• [Extracted text]
________________________

Bay Nature magazineFall 2013

Climate Change

Behind the Fracking Boom: Unearthing the Secrets of the Monterey Shale

October 14, 2013
An oil boom in California is being driven by new technologies that make it possible to extract oil trapped in shale layers of the Monterey Formation, which runs under the arid hills and valleys of Central California (such as Mustang Ridge, above, south of the Pinnacles), home range for the endangered California condor. (Photo by David J. Gubernick, rainbowspirit.com)

The condor launches from a rocky outcropping in the Santa Lucia Mountains near Big Sur in Monterey County. To the west lies the Pacific Ocean, a rich source of food for the bird when a dead seal or whale washes ashore. To the east lies the Salinas Valley, an area where ranching and farming operations can provide the scavenging condor with the occasional dead lamb or steer. The condor keeps gliding, her ten-foot wingspan casting fringed shadows over wide-open country that’s home to endangered San Joaquin kit foxes and giant kangaroo rats that hide by day in dens and burrows and blunt-nosed leopard lizards that bask in the sun. The condor is headed for Pinnacles National Park, or perhaps the Joaquin Rocks, two favorite roosts that involve a 100-mile journey, an easy stretch over the course of a few hours for this massive bird.

Near Highway 101, about 20 miles north of Paso Robles, the condor crosses the San Ardo oil fields, where flares illuminate the sky at night. These oil fields have been in operation for more than 60 years, but more recently-developed methods such as fracking (short for “hydraulic fracturing”) and horizontal and directional drilling are promising to create a new boom due to the prodigious quantities of oil trapped in the shale layers of a widespread geological structure known as the Monterey Formation.

Outcroppings of this 1,750-square-mile formation are visible as far north as Grizzly Peak in the Berkeley Hills and Kehoe Beach at Point Reyes. But the drilling action will be concentrated to the south, from Monterey and San Benito counties south to Kern and Ventura counties, in areas that mirror the condor’s historic range and represent some of the last fragments of undeveloped habitat for condors, kit foxes, kangaroo rats, and leopard lizards.

The Monterey Formation. Illustration by Emily Underwood, underwoodillustration.com
The Monterey Formation. (Illustration by Emily Underwood, underwoodillustration.com)

Geologists estimate that this region contains as much as 15.4 billion barrels of oil, which would make it the nation’s largest domestic source of recoverable oil. Oil industry proponents claim that increased fracking to recover this oil would bring thousands of jobs and billions in tax revenues to the state. Moreover, they claim, fracking has already been used safely in California for decades. Environmentalists express a different view, pointing to potential threats to groundwater, sensitive species, and the integrity of the ground itself. However, efforts to pass a moratorium on fracking — or even a hiatus while the process is studied further — have so far been stalled in the state legislature.

________________________

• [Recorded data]
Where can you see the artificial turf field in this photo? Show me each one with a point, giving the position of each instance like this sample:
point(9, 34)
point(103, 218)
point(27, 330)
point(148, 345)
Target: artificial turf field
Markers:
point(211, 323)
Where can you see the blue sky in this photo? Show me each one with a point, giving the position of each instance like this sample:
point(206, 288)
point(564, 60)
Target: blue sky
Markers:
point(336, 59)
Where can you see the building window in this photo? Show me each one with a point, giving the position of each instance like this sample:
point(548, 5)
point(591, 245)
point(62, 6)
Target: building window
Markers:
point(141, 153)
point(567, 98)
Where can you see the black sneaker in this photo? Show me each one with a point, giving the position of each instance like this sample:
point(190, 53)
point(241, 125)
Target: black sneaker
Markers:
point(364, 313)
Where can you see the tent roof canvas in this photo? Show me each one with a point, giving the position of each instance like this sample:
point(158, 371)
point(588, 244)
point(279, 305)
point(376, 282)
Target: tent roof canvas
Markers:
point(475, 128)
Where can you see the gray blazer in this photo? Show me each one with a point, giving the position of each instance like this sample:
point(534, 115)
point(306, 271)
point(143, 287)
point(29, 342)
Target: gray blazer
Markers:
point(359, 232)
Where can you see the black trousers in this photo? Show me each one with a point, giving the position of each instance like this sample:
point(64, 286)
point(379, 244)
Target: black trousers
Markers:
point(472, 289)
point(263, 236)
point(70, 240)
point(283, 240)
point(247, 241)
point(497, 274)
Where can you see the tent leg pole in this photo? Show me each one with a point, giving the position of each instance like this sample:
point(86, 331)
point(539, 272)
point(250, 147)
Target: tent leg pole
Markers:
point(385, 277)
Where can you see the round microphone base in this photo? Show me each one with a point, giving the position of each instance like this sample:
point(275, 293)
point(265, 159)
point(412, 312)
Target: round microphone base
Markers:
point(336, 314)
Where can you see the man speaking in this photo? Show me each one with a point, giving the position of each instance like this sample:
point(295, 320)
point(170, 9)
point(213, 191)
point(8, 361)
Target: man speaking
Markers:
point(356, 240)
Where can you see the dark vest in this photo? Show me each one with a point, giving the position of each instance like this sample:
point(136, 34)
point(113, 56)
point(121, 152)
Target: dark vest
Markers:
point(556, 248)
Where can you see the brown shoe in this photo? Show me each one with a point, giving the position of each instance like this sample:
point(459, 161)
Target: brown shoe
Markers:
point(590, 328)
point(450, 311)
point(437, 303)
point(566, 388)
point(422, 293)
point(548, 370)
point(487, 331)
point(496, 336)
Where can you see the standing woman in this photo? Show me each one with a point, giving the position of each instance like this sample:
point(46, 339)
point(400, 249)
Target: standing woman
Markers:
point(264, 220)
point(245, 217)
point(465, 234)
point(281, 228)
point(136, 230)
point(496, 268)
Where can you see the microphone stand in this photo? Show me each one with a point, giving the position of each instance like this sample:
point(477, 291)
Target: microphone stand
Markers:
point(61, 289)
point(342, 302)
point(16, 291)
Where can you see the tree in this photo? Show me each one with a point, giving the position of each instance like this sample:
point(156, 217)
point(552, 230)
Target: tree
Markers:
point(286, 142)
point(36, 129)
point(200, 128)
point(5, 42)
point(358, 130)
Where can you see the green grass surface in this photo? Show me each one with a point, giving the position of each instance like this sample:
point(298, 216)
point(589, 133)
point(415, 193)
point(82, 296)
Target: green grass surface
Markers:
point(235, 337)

________________________

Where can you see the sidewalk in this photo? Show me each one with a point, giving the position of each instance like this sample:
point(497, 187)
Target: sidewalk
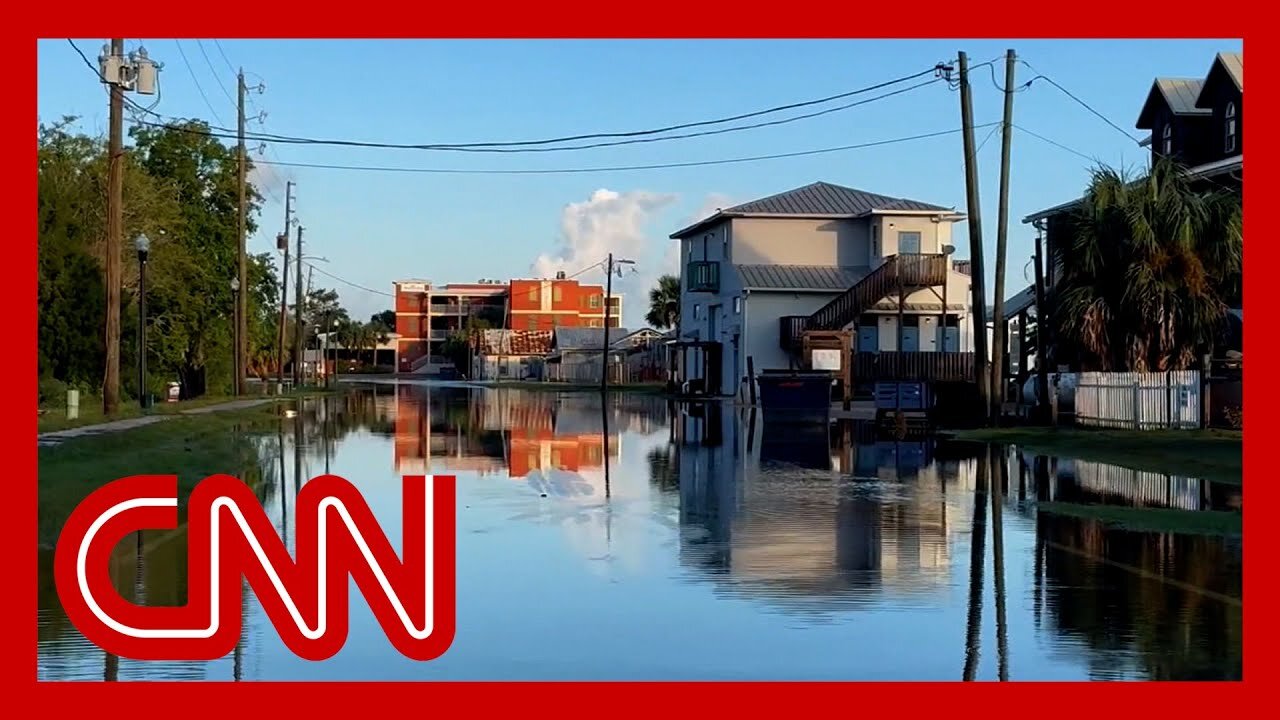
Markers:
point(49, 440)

________________________

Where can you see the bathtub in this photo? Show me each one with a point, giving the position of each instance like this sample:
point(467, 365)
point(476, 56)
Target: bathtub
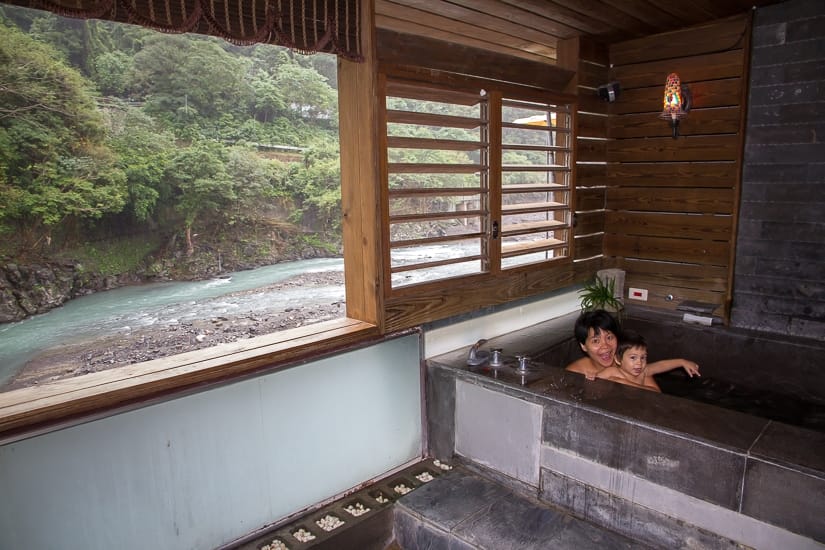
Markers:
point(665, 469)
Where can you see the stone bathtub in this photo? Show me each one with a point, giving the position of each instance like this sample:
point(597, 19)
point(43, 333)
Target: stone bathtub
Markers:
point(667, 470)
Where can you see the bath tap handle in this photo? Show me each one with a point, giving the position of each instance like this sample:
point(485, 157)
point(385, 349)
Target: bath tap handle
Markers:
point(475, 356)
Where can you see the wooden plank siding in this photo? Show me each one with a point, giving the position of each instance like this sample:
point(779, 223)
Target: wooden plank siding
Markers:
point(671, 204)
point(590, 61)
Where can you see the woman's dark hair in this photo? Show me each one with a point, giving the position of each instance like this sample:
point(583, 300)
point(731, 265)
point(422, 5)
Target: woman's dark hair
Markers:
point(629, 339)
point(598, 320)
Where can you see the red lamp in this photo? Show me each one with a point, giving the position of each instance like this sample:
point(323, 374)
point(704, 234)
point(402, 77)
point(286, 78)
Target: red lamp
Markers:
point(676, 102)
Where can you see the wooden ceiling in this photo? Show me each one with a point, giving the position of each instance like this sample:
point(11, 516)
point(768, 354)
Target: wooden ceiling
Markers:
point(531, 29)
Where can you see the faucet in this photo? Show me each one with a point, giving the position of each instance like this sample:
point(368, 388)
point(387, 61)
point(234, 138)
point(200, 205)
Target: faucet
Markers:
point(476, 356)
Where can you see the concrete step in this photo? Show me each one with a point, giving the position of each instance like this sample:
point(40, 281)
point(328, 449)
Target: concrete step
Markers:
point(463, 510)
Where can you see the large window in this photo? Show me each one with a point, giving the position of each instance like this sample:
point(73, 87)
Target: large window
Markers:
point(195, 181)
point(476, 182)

________________________

• [Objectives]
A. Repeat the passage of the Monterey Shale article from "The Monterey Formation. Illustration" up to and including "the state legislature.", substituting "ban" for "moratorium".
B. Rewrite the records from the line with "Where can you see the artificial" up to and including the line with "point(336, 59)" as a Markdown table with the columns Number and Record line, giving each line its own row and leaving out blank lines.

• [Expected outputs]
A.
The Monterey Formation. Illustration by Emily Underwood, underwoodillustration.com
The Monterey Formation. (Illustration by Emily Underwood, underwoodillustration.com)

Geologists estimate that this region contains as much as 15.4 billion barrels of oil, which would make it the nation’s largest domestic source of recoverable oil. Oil industry proponents claim that increased fracking to recover this oil would bring thousands of jobs and billions in tax revenues to the state. Moreover, they claim, fracking has already been used safely in California for decades. Environmentalists express a different view, pointing to potential threats to groundwater, sensitive species, and the integrity of the ground itself. However, efforts to pass a ban on fracking — or even a hiatus while the process is studied further — have so far been stalled in the state legislature.

B.
| Number | Record line |
|---|---|
| 1 | Where can you see the artificial turf field in this photo? Show me each one with a point, giving the position of each instance like this sample: |
| 2 | point(9, 34) |
| 3 | point(103, 218) |
| 4 | point(27, 330) |
| 5 | point(148, 345) |
| 6 | Target: artificial turf field |
| 7 | Markers: |
| 8 | point(211, 323) |
| 9 | Where can you see the blue sky in this photo? Show me each one with a point, giving the position of each instance like this sample: |
| 10 | point(206, 288) |
| 11 | point(564, 60) |
| 12 | Target: blue sky |
| 13 | Markers: |
| 14 | point(336, 59) |